■ Brief:
Output each line of the data below as a JSON list of strings, one string per line with blank lines omitted, starting at the line containing "Identify one point per instance of the paved" and continuing through the final line of the data. Leave out every line before that point.

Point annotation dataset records
┄┄┄┄┄┄

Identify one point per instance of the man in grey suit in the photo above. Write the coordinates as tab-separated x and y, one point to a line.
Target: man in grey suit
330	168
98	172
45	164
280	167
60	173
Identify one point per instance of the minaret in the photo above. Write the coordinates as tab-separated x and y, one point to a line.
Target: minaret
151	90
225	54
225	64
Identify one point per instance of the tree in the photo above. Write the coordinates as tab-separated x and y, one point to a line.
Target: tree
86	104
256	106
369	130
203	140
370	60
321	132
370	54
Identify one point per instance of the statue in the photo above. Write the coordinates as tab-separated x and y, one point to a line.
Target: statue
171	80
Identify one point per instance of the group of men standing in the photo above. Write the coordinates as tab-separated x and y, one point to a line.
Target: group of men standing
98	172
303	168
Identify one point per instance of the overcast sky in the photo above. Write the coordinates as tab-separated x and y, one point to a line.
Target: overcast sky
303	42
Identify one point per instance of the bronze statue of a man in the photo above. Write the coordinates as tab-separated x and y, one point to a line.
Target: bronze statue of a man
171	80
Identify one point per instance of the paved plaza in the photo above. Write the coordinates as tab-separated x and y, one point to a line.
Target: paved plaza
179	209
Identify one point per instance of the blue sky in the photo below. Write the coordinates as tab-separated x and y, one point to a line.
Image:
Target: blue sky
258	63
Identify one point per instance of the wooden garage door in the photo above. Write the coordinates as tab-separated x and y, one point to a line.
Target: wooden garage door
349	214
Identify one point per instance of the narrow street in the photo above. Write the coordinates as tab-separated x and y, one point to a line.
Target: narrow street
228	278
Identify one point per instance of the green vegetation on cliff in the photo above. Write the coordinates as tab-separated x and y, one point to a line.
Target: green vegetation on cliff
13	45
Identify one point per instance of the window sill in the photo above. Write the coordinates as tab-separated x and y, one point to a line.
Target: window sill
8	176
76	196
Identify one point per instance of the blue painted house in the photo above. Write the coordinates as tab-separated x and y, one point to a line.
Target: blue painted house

┄┄┄┄┄┄

■ Full solution:
[
  "Identify one point per instance of the paved plaza in the photo above. Write the coordinates as tab-separated x and y, one point to a line.",
  "Target: paved plaza",
  "179\t209",
  "Identify one point per instance of the blue sky in the photo below. Write the coordinates as tab-separated x and y, one point to a line.",
  "Image:",
  "Target: blue sky",
  "258\t63",
  "Identify one point per instance of the wooden garage door in the photo above. Write the coordinates as tab-separated x and y, one point to a line.",
  "Target: wooden garage door",
  "349\t214",
  "Identify one point per instance of the narrow street in the photo above. Write the coordinates as tab-separated x and y, one point to a line.",
  "Target: narrow street",
  "228\t278",
  "Identify one point per instance of the green vegetation on cliff in the photo above. Write the coordinates as tab-separated x and y, one point to a line.",
  "Target: green vegetation on cliff",
  "13\t45",
  "Identify one point per instance of the window sill in the photo above. Write the coordinates as tab-separated x and y, one point to a line.",
  "Target: window sill",
  "8\t176",
  "76\t196",
  "Identify one point per instance of the blue painted house in the photo above. Write the coordinates as tab-separated x and y, one point to a line.",
  "Target: blue painted house"
]